Stored data:
::::::::

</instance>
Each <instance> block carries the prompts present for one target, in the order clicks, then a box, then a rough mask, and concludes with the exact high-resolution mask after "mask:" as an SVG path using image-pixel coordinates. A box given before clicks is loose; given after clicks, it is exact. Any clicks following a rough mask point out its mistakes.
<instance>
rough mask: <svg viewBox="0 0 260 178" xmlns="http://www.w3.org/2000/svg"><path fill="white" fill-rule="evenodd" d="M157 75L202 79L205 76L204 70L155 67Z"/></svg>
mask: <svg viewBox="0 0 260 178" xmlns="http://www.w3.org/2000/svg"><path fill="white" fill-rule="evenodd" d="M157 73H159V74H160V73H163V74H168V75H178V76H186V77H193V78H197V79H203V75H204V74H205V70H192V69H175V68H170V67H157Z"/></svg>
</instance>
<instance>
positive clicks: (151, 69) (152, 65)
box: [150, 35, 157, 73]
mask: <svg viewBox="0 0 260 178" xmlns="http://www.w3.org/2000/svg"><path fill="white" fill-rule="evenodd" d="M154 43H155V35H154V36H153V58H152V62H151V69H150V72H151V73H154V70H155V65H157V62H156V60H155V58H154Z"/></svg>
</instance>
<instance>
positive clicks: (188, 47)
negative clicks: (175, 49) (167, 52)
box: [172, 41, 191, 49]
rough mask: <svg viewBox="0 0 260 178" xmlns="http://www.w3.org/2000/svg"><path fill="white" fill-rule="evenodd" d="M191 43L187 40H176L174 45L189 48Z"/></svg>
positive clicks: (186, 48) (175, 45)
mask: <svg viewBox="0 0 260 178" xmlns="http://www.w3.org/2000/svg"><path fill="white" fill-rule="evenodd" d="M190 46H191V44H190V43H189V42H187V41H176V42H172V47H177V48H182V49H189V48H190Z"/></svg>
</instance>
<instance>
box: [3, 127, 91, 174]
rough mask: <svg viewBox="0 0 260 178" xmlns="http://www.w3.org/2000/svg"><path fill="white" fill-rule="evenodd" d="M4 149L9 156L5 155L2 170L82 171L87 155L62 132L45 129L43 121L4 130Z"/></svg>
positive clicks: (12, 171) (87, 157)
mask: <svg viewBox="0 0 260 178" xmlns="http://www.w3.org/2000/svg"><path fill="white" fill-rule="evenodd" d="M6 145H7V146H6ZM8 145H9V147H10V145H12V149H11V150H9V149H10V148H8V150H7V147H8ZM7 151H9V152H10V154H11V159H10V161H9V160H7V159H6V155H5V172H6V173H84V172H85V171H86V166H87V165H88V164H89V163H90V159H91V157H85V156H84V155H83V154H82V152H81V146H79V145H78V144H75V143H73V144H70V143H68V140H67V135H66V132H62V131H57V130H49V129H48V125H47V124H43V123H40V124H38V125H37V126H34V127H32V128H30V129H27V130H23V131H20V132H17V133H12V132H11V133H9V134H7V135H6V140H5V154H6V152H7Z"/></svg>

::::::::

*Your instructions*
With no word changed, write the entries out once more.

*Answer for this exercise*
</instance>
Each <instance> block carries the prompts present for one target, in the order clicks, then a box, then a rough mask, and concludes with the exact high-resolution mask after "mask:" as an SVG path using image-pixel coordinates. A box given before clicks is loose; given after clicks, it is exact. Any clicks following a rough mask point out its mistakes.
<instance>
rough mask: <svg viewBox="0 0 260 178" xmlns="http://www.w3.org/2000/svg"><path fill="white" fill-rule="evenodd" d="M157 75L202 79L205 76L204 70L155 67Z"/></svg>
mask: <svg viewBox="0 0 260 178" xmlns="http://www.w3.org/2000/svg"><path fill="white" fill-rule="evenodd" d="M157 73H159V74H160V73H163V74H168V75H178V76H186V77H193V78H197V79H203V75H204V74H205V70H192V69H175V68H170V67H157Z"/></svg>
</instance>
<instance>
positive clicks: (151, 69) (152, 65)
box: [150, 35, 157, 73]
mask: <svg viewBox="0 0 260 178" xmlns="http://www.w3.org/2000/svg"><path fill="white" fill-rule="evenodd" d="M154 43H155V35H154V36H153V58H152V62H151V69H150V72H151V73H154V70H155V65H157V62H156V60H155V58H154Z"/></svg>
</instance>
<instance>
positive clicks: (188, 47)
negative clicks: (175, 49) (167, 52)
box: [172, 41, 191, 49]
rough mask: <svg viewBox="0 0 260 178" xmlns="http://www.w3.org/2000/svg"><path fill="white" fill-rule="evenodd" d="M191 43L187 40H176L174 45L189 48Z"/></svg>
positive clicks: (186, 48) (175, 45)
mask: <svg viewBox="0 0 260 178" xmlns="http://www.w3.org/2000/svg"><path fill="white" fill-rule="evenodd" d="M190 46H191V44H190V43H189V42H187V41H176V42H172V47H177V48H182V49H189V48H190Z"/></svg>
</instance>
<instance>
box: [3, 127, 91, 174]
rough mask: <svg viewBox="0 0 260 178" xmlns="http://www.w3.org/2000/svg"><path fill="white" fill-rule="evenodd" d="M4 149L9 156L5 155L2 170L82 171L87 155L62 132L45 129L43 121L4 130Z"/></svg>
positive clicks: (12, 171) (87, 157)
mask: <svg viewBox="0 0 260 178" xmlns="http://www.w3.org/2000/svg"><path fill="white" fill-rule="evenodd" d="M6 145H7V146H6ZM8 145H9V147H10V145H12V149H11V150H9V149H10V148H8V150H7V147H8ZM7 151H9V152H10V154H11V159H10V161H9V160H7V159H6V155H5V172H6V173H84V172H85V171H86V166H87V165H88V164H89V163H90V159H91V157H85V156H84V155H83V154H82V152H81V146H79V145H78V144H75V143H73V144H70V143H68V140H67V135H66V132H62V131H57V130H49V129H48V125H47V124H43V123H40V124H38V125H37V126H34V127H32V128H30V129H27V130H23V131H20V132H17V133H12V132H11V133H9V134H7V135H6V140H5V154H6V152H7Z"/></svg>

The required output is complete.